*DATA EXCERPTS*:
********************

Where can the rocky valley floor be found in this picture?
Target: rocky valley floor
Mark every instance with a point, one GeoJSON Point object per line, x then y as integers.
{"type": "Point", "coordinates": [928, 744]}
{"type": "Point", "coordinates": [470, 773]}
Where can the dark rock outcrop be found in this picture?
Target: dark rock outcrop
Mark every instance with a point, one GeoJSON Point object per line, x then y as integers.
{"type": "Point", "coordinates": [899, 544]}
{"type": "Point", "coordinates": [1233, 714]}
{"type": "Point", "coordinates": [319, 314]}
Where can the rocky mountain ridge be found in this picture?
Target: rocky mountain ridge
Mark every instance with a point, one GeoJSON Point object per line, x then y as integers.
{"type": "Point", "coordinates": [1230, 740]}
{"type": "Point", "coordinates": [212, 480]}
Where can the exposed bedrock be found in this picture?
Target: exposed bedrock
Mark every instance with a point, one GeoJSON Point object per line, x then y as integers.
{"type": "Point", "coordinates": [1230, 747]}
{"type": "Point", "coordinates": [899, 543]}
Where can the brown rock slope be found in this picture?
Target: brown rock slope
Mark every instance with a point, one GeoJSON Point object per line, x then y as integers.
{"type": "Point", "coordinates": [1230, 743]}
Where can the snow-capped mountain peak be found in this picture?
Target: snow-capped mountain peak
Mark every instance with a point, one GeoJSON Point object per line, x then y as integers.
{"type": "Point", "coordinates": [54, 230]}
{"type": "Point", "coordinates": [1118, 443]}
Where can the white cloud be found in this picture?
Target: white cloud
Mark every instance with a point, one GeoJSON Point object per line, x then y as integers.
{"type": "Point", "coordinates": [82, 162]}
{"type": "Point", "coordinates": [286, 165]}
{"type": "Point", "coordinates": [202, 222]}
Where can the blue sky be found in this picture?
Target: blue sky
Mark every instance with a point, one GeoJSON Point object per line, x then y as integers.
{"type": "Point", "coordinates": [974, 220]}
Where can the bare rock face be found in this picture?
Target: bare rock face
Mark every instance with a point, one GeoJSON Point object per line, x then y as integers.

********************

*WORK INSTRUCTIONS*:
Rewrite every line from the one containing "Where can the white" down to the end of the data, adding 48 to each coordinate in the answers and keeping all other lines unchanged.

*SOLVED PROBLEM*:
Where can the white cloud be found in this picture?
Target: white cloud
Mark every instance with a point, one GeoJSON Point object per line, x then y as integers.
{"type": "Point", "coordinates": [130, 210]}
{"type": "Point", "coordinates": [334, 213]}
{"type": "Point", "coordinates": [250, 270]}
Where can the blue sky be found in this picture?
Target: blue sky
Mark every instance with a point, one GeoJSON Point object per line, x then y as integers.
{"type": "Point", "coordinates": [1022, 268]}
Where can the bare rock face be found in this picture?
Target: bare rock face
Mark every instance with a point, one GeoJSON Point object per line, x then y as integers.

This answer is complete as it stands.